* [Job]:
Find every line in the items below that contains the word "railing" and copy each of those lines.
———
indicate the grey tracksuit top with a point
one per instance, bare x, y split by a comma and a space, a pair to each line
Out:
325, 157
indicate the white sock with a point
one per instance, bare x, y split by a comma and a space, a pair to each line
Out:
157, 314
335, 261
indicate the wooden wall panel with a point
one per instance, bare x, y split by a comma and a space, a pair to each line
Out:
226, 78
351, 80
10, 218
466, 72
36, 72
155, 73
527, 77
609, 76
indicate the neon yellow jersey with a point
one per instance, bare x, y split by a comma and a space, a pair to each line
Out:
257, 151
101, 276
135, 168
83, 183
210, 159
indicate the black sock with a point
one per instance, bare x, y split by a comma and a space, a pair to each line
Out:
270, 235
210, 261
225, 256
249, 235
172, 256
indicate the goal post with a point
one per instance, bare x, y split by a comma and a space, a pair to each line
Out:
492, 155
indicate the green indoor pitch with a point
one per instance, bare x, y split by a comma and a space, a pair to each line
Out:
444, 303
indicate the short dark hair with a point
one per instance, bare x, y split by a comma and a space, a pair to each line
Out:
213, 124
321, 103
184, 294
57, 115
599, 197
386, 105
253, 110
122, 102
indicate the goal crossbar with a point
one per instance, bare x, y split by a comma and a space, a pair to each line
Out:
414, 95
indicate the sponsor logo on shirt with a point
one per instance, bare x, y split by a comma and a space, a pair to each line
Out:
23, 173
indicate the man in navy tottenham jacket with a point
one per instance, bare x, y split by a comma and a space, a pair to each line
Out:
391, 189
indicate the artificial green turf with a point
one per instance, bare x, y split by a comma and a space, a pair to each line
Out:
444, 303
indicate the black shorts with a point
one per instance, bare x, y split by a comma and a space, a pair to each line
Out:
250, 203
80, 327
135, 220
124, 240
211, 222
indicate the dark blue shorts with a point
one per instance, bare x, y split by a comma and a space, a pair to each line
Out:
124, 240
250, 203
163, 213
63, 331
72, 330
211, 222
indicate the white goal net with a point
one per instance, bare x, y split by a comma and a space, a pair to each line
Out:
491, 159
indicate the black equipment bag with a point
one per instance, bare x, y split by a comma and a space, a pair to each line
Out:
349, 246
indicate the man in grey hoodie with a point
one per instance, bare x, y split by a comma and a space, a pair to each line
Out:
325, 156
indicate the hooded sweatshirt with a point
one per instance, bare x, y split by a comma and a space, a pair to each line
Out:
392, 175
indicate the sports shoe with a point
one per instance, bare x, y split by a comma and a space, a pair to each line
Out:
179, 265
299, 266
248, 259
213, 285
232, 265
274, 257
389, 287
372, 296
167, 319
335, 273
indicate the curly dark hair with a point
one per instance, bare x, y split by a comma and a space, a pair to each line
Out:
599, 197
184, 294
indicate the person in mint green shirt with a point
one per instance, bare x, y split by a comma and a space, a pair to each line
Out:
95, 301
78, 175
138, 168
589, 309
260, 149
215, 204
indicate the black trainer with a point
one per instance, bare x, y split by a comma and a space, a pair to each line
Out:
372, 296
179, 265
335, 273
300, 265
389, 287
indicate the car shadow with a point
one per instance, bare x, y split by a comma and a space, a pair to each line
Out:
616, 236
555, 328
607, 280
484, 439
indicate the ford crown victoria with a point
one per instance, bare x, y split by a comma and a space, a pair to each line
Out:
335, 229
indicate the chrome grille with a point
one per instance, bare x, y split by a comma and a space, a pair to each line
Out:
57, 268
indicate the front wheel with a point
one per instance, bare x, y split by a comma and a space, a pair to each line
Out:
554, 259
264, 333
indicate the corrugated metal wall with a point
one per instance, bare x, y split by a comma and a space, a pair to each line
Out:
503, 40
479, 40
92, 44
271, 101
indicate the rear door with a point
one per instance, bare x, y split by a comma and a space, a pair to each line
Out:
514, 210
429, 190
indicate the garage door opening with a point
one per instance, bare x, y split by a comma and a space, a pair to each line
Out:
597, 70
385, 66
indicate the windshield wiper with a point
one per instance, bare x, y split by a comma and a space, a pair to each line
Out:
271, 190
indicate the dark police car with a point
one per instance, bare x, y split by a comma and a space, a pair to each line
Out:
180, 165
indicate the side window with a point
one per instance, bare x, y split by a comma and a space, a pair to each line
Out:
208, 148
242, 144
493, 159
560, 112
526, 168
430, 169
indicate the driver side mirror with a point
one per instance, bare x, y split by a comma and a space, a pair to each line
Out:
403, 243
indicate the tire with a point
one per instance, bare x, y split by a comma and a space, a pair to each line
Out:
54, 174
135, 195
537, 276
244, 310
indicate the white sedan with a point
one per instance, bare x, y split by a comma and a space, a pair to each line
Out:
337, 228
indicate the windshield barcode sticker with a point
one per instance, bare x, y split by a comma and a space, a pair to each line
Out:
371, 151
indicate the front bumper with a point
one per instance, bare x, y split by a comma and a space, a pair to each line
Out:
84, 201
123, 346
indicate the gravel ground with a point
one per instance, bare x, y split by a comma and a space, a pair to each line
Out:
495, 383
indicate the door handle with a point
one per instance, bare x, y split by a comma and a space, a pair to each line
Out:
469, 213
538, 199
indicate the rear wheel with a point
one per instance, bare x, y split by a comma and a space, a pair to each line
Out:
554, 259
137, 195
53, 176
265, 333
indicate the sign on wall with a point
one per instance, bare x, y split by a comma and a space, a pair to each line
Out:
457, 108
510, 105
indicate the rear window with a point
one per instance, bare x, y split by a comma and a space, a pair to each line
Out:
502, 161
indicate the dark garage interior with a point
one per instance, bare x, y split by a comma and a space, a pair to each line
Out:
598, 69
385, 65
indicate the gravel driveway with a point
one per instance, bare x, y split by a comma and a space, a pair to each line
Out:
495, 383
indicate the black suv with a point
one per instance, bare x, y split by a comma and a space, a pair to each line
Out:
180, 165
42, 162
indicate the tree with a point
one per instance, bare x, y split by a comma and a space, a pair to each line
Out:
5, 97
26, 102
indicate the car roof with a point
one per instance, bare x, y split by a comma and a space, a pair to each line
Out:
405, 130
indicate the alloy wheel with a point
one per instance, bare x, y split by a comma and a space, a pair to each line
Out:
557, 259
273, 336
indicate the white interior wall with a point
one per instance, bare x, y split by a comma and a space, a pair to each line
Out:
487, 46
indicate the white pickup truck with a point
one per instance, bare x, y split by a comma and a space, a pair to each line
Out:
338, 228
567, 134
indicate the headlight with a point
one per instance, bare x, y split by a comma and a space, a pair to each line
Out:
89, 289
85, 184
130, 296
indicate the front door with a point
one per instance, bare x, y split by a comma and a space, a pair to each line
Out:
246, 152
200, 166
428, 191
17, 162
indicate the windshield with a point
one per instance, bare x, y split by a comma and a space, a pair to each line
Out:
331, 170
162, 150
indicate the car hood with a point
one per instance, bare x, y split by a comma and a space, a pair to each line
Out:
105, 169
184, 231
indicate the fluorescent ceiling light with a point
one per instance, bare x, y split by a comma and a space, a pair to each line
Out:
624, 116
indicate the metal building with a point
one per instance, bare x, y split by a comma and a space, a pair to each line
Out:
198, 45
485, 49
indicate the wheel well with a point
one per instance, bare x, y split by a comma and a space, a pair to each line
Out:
———
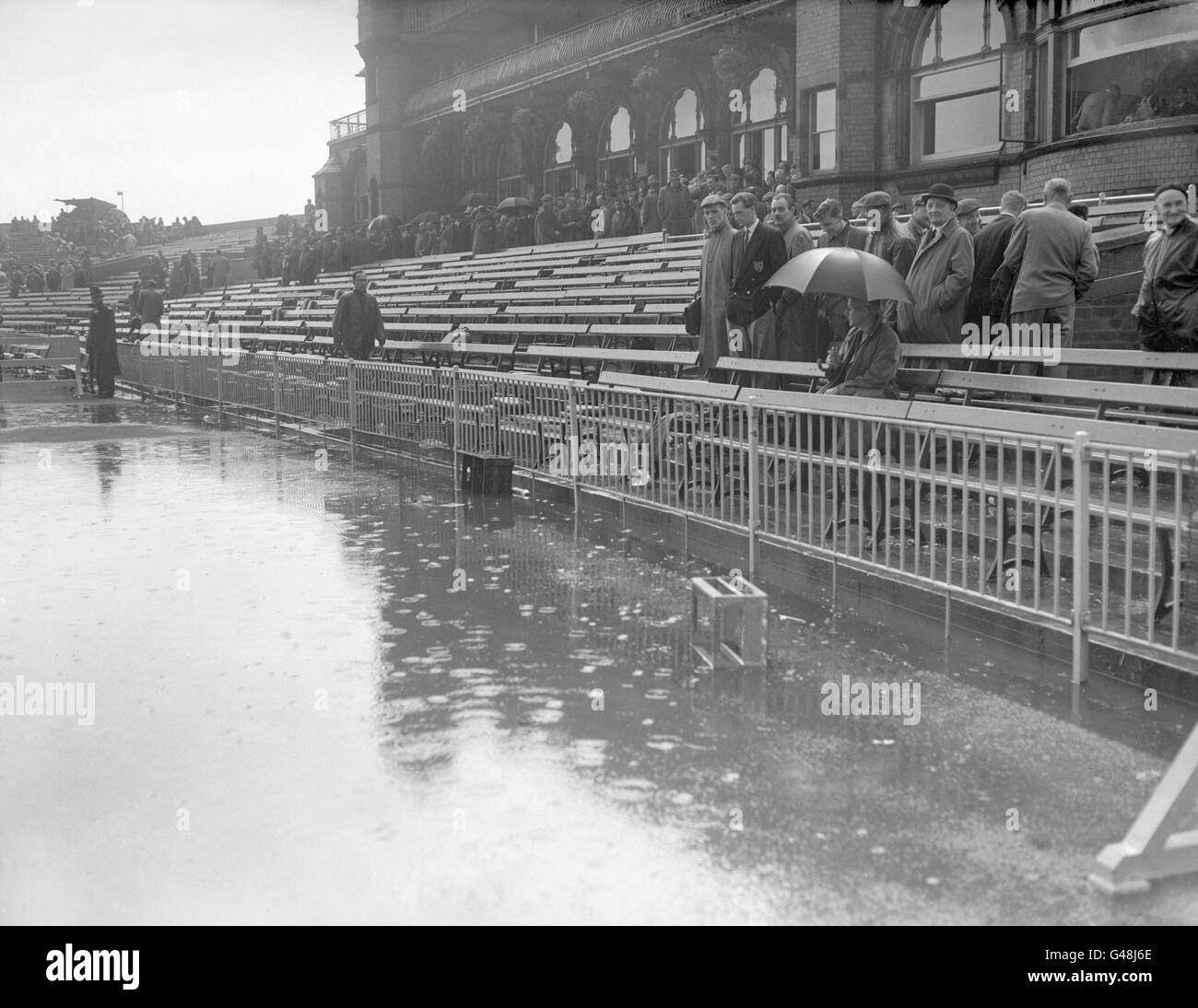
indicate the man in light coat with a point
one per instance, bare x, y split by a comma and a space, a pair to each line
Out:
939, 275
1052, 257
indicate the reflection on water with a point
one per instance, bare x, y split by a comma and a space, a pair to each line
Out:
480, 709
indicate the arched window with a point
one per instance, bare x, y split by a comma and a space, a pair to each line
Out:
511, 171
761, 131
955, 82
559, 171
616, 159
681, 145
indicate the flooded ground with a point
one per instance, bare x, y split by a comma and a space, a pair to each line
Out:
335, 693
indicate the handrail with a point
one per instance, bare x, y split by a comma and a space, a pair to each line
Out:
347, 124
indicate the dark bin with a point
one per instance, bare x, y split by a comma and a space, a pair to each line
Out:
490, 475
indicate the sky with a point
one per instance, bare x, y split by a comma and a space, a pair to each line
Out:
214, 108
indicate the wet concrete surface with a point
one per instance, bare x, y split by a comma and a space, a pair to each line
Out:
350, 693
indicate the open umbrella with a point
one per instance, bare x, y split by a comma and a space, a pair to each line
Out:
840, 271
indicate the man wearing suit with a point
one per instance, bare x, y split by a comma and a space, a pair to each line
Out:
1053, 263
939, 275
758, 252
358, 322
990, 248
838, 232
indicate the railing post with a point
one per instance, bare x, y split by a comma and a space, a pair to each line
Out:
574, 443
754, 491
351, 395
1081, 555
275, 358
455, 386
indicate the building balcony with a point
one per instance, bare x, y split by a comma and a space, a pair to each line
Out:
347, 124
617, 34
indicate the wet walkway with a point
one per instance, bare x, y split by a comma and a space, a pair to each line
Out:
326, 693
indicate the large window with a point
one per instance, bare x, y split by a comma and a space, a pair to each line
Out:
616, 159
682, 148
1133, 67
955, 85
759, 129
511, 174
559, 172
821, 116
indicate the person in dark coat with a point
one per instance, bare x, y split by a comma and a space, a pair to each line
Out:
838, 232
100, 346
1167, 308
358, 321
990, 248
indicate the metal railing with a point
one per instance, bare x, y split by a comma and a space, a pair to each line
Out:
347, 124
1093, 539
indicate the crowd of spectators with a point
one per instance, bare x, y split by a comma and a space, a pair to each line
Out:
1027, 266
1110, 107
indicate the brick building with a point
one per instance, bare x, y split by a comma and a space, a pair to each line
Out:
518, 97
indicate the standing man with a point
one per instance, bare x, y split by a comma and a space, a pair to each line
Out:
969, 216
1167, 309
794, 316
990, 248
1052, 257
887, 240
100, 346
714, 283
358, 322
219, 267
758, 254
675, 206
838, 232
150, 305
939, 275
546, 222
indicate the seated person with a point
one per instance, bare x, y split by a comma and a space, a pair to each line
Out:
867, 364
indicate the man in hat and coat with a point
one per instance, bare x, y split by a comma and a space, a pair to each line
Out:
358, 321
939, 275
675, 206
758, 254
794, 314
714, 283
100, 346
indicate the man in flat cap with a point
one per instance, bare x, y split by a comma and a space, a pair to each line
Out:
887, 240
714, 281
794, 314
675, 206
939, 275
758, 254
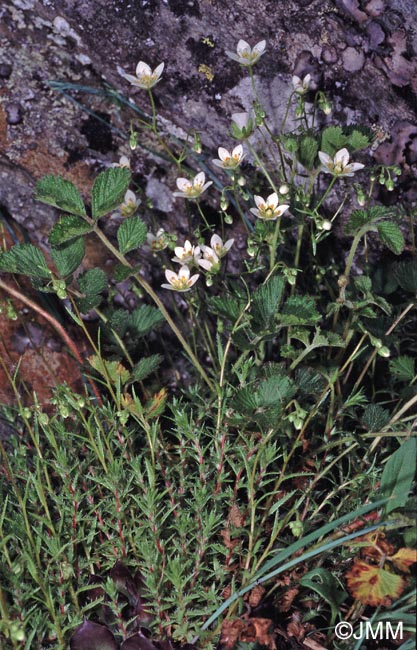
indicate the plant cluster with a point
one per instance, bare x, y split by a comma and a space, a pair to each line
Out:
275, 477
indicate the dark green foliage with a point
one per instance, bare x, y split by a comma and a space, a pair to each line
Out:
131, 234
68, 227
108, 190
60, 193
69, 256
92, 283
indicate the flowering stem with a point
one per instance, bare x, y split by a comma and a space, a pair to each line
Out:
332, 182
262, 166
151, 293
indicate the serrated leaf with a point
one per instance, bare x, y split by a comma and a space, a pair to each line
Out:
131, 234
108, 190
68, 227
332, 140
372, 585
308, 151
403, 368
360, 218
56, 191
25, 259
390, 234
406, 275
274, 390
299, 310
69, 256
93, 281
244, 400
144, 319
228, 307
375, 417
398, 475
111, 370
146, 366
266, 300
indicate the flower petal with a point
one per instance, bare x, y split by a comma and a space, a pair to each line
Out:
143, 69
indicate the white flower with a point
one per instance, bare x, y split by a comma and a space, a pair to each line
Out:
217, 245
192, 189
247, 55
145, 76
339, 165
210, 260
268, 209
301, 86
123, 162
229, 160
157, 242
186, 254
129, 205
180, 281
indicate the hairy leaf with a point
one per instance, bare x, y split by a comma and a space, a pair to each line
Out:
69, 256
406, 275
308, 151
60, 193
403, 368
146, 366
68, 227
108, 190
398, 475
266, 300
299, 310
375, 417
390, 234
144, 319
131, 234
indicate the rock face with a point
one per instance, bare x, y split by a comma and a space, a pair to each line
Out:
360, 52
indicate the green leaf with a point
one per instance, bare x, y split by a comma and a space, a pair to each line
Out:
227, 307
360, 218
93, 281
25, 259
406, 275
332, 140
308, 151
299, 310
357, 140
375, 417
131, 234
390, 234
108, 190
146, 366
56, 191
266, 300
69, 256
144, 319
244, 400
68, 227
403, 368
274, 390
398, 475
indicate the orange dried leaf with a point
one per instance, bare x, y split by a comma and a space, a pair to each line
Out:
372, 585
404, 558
———
* [Written response]:
indicate the railing post with a point
indicate the metal railing with a point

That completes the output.